Extrait cité |

Dedans

Poursuivant ma découverte de la jeune littérature italienne, je me suis plongée dans le roman de Sandro Bonvissuto, Dedans. C’est le premier roman publié de l’auteur, né en 1970, qui vit et travaille à Rome.

Ce qui frappe, dès les premières lignes, c’est le style. A la fois percutant et épuré. Qui ne sombre jamais dans une forme de complaisance, mais sait décrire avec justesse la vie et le destin des plus misérables.

Le roman se déroule en trois parties, trois temps de la vie du narrateur, qui remonte du présent vers le passé. Le présent, c’est cette détention dont il fait l’objet. On n’en saura pas la raison, juste la réalité acide de ce quotidien très particulier dans lequel les circonstances l’ont plongé. Ce qui reste de la vie en prison, les compagnons de chambre, le déroulement particulier des journées, et omniprésents, les murs.

Données affichées |
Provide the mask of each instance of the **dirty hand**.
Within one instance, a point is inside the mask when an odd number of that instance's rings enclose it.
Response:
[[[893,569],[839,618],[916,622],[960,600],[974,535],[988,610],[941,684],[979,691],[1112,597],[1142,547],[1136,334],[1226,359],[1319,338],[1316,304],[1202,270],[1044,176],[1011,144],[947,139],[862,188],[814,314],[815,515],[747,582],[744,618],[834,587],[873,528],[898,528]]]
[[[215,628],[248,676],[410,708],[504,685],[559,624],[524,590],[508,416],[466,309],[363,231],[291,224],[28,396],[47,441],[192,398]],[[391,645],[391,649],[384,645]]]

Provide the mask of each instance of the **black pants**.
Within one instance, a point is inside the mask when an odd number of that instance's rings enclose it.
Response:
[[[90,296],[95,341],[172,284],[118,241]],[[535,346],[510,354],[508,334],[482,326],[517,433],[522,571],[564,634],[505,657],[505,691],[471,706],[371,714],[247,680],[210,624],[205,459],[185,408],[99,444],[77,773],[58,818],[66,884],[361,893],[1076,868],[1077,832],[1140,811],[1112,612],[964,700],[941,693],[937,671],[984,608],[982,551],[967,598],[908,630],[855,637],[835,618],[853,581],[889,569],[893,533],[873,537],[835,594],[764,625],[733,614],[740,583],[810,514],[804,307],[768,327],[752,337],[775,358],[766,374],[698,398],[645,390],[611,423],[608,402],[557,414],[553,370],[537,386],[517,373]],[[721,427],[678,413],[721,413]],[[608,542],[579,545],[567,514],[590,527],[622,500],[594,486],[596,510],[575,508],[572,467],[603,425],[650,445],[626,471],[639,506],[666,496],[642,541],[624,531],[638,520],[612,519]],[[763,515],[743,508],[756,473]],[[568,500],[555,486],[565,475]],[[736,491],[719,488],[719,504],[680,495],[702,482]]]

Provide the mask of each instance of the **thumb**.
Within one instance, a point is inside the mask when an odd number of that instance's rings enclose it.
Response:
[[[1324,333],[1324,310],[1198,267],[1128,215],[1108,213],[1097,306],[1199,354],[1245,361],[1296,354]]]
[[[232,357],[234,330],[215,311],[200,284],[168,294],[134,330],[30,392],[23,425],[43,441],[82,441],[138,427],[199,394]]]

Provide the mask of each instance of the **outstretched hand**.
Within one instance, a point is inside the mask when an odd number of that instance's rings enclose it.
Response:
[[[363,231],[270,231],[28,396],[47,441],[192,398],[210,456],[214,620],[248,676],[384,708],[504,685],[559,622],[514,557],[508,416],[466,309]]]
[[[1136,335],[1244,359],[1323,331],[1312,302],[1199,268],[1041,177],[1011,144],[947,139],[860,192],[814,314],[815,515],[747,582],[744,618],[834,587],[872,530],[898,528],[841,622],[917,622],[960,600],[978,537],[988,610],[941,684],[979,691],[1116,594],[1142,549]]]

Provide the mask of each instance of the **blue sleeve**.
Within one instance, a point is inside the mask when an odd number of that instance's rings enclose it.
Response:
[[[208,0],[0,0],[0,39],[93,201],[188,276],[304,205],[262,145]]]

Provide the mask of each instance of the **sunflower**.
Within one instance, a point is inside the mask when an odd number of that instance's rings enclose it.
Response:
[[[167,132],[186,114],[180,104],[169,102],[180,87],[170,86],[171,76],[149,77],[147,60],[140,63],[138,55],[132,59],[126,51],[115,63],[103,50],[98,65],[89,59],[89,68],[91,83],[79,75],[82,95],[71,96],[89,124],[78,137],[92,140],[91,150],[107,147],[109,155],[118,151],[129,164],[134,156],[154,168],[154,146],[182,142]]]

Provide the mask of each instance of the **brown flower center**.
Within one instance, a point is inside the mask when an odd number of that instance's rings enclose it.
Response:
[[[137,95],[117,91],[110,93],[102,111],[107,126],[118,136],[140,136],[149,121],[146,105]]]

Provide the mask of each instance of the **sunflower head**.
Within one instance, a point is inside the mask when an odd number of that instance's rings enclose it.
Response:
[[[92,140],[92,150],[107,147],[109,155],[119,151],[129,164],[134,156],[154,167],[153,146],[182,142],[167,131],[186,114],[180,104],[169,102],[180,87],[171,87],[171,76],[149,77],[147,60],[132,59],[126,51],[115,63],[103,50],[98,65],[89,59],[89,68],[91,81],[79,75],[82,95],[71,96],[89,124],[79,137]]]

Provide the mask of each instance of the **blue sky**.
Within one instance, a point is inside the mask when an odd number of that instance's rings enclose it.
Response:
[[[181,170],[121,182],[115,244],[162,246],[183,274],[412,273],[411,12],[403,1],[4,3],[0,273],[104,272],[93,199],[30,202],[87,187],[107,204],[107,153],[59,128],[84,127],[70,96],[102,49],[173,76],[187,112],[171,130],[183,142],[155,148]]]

Objectif annoncé A | Selon l'extrait, en combien de parties se déroule le roman Dedans ?
Objectif annoncé B | Montrez chaque ligne des enregistrements qui contient le mot « Provide », en tenant compte des majuscules et des minuscules.
L'extrait et les enregistrements n'ont pas la même origine.

Bonne réponse A | En trois parties, trois temps de la vie du narrateur.

Bonne réponse B |
Provide the mask of each instance of the **dirty hand**.
Provide the mask of each instance of the **black pants**.
Provide the mask of each instance of the **thumb**.
Provide the mask of each instance of the **outstretched hand**.
Provide the mask of each instance of the **blue sleeve**.
Provide the mask of each instance of the **sunflower**.
Provide the mask of each instance of the **brown flower center**.
Provide the mask of each instance of the **sunflower head**.
Provide the mask of each instance of the **blue sky**.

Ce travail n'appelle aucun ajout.